▶ Your task
Write out, exactly as they appear, only the lines running from the line with "the leaf underside" to the final line of the listing; include both.

[A block of data]
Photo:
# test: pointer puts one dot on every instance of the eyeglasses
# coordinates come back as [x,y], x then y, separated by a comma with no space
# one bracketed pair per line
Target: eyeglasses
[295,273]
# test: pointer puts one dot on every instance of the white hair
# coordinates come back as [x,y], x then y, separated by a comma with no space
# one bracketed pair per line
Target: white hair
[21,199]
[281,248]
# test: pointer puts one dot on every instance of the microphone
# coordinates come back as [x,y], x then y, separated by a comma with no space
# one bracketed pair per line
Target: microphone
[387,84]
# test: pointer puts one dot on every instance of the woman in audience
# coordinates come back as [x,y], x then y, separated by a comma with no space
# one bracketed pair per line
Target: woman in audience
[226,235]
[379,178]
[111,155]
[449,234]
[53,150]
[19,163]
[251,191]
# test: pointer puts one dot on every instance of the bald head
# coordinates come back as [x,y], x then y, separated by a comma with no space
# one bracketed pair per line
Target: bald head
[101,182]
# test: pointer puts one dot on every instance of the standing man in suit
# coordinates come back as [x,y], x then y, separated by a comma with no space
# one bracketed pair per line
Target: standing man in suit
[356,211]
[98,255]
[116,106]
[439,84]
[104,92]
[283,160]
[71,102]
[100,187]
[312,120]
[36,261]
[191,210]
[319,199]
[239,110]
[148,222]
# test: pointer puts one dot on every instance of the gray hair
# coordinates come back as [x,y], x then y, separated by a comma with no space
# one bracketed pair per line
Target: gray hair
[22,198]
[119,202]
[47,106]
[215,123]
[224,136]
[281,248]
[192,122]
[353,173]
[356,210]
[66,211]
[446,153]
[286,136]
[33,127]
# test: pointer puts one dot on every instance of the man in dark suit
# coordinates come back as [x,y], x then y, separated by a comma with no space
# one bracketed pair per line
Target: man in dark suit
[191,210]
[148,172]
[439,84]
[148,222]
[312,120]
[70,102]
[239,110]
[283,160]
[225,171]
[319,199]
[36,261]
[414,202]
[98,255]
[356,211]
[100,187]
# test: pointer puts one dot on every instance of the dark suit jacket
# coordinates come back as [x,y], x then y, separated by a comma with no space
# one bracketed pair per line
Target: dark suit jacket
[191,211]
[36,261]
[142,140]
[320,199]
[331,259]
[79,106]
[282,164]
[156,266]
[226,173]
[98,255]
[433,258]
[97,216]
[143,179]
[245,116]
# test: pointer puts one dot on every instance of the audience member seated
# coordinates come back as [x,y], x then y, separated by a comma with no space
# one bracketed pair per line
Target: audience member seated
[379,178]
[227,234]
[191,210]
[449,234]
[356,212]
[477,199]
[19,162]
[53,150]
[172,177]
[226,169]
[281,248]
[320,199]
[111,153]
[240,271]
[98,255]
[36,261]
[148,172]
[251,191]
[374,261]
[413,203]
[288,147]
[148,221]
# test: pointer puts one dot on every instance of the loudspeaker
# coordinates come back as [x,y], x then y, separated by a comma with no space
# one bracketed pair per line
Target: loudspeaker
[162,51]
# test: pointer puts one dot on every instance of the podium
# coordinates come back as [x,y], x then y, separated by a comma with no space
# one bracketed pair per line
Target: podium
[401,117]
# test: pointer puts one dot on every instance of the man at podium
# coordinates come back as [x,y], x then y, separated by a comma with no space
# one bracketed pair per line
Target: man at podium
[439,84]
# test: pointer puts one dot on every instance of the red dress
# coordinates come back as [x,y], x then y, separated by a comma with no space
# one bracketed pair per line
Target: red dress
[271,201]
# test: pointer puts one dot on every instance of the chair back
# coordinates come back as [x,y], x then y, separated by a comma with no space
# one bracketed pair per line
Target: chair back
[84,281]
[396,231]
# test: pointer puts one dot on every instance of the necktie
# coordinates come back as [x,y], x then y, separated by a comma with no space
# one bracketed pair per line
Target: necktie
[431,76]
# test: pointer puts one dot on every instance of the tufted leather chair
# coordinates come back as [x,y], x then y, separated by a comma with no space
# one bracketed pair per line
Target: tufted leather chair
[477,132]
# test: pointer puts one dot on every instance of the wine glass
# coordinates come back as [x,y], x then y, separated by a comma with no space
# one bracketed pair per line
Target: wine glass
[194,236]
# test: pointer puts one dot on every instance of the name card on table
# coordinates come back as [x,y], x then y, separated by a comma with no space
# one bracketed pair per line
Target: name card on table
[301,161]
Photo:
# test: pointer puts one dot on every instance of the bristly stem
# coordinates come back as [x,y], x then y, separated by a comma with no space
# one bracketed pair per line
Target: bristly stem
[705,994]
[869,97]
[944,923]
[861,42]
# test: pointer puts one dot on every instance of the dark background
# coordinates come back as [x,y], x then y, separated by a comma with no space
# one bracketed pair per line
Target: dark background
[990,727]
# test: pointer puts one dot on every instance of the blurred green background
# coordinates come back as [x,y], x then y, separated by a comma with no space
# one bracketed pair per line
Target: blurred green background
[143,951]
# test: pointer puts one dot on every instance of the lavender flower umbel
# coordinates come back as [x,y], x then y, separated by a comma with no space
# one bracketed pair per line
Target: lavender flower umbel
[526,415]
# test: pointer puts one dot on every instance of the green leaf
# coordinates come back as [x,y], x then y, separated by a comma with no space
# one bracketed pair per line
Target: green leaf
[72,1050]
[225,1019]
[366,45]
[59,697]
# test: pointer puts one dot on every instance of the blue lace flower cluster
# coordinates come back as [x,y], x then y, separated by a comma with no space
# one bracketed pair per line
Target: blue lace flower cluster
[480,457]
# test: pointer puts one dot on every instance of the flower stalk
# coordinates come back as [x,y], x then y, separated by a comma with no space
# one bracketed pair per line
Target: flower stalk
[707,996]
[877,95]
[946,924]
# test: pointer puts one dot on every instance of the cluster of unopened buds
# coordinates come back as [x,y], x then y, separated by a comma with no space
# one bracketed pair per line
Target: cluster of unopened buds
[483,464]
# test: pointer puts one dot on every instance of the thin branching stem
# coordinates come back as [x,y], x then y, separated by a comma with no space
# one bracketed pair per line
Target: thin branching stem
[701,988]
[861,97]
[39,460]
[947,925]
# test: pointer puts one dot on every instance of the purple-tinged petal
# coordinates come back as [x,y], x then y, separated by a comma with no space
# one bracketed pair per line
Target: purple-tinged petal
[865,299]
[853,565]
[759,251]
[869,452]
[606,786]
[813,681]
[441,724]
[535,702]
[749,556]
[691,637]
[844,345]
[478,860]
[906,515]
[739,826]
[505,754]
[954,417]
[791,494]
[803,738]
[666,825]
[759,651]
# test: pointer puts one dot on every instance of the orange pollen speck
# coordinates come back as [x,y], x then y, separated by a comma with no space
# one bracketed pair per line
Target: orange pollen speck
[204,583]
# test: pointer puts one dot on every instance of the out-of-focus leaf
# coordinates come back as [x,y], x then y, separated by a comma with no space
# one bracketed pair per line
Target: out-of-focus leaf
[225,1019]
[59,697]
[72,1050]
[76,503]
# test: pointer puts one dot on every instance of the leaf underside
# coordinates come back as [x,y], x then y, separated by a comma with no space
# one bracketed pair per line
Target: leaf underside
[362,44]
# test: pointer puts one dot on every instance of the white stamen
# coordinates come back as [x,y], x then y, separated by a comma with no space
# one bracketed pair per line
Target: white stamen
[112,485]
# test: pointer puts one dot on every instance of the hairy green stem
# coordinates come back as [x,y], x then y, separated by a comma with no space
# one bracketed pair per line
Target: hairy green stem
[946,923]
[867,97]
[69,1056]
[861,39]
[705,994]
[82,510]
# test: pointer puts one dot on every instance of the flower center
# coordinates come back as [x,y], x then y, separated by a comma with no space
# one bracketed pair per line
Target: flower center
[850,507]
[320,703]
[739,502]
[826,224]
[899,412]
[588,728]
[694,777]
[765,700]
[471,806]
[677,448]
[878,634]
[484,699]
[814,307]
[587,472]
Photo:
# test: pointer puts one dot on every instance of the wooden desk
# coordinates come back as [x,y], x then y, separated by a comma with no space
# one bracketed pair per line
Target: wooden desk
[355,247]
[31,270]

▶ Output
# test: pointer puts one dot on every instance of the leaf underside
# coordinates come back as [x,y], x then y, separated by a comma with no space
# one bracketed pair per line
Target: leaf underside
[362,44]
# test: pointer puts one dot on every instance of the white stamen
# coordinates come back as [x,y], x then y, separated by a comma with no space
# one bracketed pair per line
Target: white stamen
[112,485]
# test: pointer puts one dot on every instance of the hairy green stem
# coordinates come back as [x,y], x then y, separated by a comma with no space
# one bracketed pair per line
Target: hairy green stem
[946,923]
[867,97]
[69,1056]
[861,39]
[705,994]
[82,510]
# test: pointer puts one dot on every instance of the flower center
# coordinates come back as [x,y], x then y, separated by a comma with no space
# one bracketed pair per line
Target: flower center
[850,507]
[320,703]
[739,502]
[826,224]
[899,412]
[588,728]
[694,777]
[765,700]
[471,806]
[677,448]
[878,634]
[484,699]
[814,307]
[587,472]
Photo:
# test: pointer puts one dot on every instance of the wooden desk
# coordinates come back as [x,y], x then y, separated by a comma with no space
# one bracketed pair per line
Target: wooden desk
[355,247]
[31,270]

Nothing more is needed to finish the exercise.